→ Exercise directions:
An exact copy is needed of the lines from the line holding "the white column" through the final line of the listing below, both included.

→ Records shown:
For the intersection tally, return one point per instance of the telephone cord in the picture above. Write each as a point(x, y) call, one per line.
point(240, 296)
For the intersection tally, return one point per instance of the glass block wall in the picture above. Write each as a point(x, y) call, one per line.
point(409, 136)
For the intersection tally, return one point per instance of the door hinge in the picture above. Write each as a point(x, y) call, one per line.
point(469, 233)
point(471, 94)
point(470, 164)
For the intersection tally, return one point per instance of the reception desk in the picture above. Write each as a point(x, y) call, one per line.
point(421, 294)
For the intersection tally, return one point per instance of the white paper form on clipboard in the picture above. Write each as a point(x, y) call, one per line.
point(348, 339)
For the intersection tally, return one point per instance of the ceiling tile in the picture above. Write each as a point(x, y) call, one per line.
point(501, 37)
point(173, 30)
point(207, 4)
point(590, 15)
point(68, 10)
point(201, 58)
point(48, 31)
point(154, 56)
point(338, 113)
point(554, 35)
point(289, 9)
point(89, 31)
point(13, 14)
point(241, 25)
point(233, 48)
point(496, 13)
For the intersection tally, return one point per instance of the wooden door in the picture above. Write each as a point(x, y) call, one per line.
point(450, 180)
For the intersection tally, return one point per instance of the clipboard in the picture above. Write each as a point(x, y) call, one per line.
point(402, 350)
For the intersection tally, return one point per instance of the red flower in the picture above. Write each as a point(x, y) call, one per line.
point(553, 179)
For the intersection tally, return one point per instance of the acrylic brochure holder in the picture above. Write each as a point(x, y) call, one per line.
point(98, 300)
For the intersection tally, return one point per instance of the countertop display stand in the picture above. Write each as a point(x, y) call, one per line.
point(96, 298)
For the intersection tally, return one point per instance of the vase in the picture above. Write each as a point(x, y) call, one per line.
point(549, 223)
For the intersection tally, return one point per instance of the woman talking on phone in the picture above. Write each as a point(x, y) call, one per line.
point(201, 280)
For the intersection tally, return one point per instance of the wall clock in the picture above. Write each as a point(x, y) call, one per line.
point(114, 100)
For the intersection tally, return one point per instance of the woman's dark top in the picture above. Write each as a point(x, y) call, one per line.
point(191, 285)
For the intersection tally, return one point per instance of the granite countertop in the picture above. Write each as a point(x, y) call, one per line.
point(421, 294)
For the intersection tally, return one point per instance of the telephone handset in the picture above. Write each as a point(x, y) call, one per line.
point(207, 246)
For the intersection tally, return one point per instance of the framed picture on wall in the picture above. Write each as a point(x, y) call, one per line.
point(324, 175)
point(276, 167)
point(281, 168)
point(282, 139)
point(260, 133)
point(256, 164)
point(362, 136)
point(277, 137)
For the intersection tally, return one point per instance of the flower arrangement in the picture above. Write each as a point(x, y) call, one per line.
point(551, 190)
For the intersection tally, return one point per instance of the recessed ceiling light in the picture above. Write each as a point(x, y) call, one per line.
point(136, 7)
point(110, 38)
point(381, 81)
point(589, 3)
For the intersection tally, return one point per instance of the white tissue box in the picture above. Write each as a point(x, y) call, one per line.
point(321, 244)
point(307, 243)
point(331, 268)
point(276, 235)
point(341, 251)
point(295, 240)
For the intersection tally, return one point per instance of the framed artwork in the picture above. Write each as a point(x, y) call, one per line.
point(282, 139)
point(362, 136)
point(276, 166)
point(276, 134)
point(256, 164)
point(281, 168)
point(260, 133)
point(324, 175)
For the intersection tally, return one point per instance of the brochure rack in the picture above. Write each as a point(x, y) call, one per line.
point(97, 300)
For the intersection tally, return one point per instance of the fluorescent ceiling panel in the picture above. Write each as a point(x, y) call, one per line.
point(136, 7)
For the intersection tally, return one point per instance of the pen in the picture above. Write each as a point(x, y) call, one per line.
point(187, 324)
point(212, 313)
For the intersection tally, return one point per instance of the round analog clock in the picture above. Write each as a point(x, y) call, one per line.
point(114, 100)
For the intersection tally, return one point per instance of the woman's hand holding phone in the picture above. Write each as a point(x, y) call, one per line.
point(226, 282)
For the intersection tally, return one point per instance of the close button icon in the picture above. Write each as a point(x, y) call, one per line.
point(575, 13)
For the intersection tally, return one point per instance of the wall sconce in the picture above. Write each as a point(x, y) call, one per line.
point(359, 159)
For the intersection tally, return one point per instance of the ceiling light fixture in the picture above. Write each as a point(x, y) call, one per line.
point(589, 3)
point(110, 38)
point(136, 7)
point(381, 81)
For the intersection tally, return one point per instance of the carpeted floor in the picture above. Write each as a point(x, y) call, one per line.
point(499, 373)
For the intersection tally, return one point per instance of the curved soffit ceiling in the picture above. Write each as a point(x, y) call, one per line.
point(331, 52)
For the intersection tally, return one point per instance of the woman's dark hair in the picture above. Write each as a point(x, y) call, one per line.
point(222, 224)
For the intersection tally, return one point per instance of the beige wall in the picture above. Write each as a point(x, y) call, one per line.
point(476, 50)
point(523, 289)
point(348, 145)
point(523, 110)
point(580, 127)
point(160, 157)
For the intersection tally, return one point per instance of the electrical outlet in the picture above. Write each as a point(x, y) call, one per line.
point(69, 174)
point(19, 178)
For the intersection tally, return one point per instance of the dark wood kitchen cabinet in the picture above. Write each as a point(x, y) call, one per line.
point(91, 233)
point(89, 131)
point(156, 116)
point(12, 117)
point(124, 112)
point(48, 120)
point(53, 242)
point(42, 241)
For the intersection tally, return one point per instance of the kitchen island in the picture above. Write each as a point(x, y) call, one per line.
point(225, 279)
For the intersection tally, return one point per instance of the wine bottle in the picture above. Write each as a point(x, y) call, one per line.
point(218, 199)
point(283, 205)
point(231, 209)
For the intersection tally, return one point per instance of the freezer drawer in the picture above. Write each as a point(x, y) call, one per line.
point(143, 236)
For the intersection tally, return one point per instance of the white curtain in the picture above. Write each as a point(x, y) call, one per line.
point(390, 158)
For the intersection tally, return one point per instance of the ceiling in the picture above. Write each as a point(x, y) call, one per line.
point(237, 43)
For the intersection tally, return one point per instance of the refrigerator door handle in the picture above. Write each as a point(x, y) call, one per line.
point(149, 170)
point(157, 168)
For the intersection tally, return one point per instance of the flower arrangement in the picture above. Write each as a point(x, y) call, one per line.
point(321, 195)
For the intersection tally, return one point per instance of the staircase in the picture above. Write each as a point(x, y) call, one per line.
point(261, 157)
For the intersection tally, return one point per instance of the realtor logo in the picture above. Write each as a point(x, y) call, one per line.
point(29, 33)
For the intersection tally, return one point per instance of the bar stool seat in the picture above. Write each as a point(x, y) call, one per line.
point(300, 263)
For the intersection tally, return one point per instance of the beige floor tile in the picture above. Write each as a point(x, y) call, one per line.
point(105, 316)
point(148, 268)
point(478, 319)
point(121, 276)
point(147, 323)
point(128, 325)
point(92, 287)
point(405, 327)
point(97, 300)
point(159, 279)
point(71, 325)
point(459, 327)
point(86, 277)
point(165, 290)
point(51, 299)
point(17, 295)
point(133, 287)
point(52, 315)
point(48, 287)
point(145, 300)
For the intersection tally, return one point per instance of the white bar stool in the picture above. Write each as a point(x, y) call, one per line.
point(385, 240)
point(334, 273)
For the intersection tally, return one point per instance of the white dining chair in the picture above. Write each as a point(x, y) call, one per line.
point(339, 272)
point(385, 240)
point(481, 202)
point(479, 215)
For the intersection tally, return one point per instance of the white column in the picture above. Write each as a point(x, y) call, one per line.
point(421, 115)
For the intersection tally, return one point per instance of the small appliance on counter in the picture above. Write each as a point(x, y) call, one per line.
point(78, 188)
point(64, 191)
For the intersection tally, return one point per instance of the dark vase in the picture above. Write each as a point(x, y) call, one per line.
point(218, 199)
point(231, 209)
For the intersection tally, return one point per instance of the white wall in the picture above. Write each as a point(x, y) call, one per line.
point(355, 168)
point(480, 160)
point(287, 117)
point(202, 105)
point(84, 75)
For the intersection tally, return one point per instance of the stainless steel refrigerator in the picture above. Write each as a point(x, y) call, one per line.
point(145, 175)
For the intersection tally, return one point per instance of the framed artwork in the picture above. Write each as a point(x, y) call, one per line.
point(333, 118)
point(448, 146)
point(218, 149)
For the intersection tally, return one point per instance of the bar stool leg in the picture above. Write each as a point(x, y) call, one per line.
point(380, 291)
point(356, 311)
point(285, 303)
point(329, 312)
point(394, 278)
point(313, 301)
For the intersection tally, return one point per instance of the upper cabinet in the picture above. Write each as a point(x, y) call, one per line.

→ Solution:
For the intersection tally, return one point per instance of the white column in the picture above. Write each as a point(x, y) call, one per line.
point(421, 115)
For the intersection tally, return one point per instance of the small appliance on counter in the picture above. Write each as a point(x, y) call, one per line.
point(78, 188)
point(64, 191)
For the intersection tally, return one point per instance of the dark vase in the picture above. Write each as a point(x, y) call, one per line.
point(218, 199)
point(231, 209)
For the intersection tally, return one point per instance of the white wall in the picture above. Write each as a point(x, y) call, one per line.
point(355, 168)
point(480, 160)
point(287, 117)
point(202, 105)
point(84, 75)
For the intersection tally, return one point per instance of the stainless steel refrigerator in the picture above. Write each as a point(x, y) call, one per line.
point(145, 175)
For the intersection tally, return one point per instance of the framed artwork in the picture above. Write each as a point(x, y) call, one per line.
point(333, 118)
point(448, 146)
point(218, 149)
For the intersection tally, return one point per instance of the bar stool leg in the picture above. Write each as a point(x, y) call, one per line.
point(380, 291)
point(356, 311)
point(285, 303)
point(329, 312)
point(394, 278)
point(313, 301)
For the intersection tally, return one point per instance of the upper cabinet in the picture above. Write each as a point(x, y) call, one per line.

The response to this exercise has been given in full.